Note each line in the data below that holds "query", and copy it.

**Provided records**
++++++++++

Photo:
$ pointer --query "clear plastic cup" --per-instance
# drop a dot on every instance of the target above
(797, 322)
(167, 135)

++++++++++

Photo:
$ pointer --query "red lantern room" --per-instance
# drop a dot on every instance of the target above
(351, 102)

++++++++++

**Exercise result**
$ pointer --query "clear plastic cup" --per-instance
$ pointer --query "red lantern room" --per-instance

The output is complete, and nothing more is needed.